──────── Data entries

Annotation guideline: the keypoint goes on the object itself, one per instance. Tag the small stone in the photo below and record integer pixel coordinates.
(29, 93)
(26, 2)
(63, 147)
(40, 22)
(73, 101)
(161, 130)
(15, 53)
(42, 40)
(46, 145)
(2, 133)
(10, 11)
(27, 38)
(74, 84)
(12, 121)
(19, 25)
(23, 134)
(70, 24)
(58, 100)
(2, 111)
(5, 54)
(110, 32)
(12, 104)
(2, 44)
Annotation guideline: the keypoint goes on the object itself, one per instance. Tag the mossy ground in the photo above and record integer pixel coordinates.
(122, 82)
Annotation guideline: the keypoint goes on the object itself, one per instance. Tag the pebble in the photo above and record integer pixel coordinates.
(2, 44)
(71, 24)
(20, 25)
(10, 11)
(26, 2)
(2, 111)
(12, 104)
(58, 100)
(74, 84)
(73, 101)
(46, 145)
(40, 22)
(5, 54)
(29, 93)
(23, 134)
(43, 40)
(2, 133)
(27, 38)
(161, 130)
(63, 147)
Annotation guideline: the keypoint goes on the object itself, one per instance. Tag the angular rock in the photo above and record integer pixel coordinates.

────────────────

• _Required work_: Write out every one of the lines above exactly as they appear.

• _Reply to the exercise_:
Annotation guideline: the keypoint goes on the object itself, one per instance. Tag the small stone in the photo below and record integer pixel coordinates.
(29, 93)
(26, 2)
(63, 147)
(40, 22)
(73, 101)
(161, 130)
(15, 53)
(42, 40)
(46, 145)
(2, 133)
(10, 11)
(27, 38)
(74, 84)
(12, 121)
(19, 25)
(23, 134)
(70, 24)
(58, 100)
(2, 111)
(5, 54)
(110, 32)
(12, 104)
(2, 44)
Annotation guideline: the keypoint goes on the object itself, one per instance. Tag the mossy ground in the photo above and record integer pixel coordinates.
(122, 82)
Annotation guideline: the keypoint goes on the object itself, one per instance. Tag the pebble in the photo above and record integer pixel coordinates.
(2, 44)
(71, 24)
(20, 25)
(10, 11)
(26, 2)
(2, 111)
(12, 104)
(58, 100)
(74, 84)
(73, 101)
(46, 145)
(40, 22)
(5, 54)
(29, 93)
(23, 134)
(43, 40)
(2, 133)
(27, 38)
(161, 130)
(63, 147)
Annotation guideline: the keypoint goes on the object itself, one per instance. Tag the angular rock in the photo above and record integer pixel coordinates.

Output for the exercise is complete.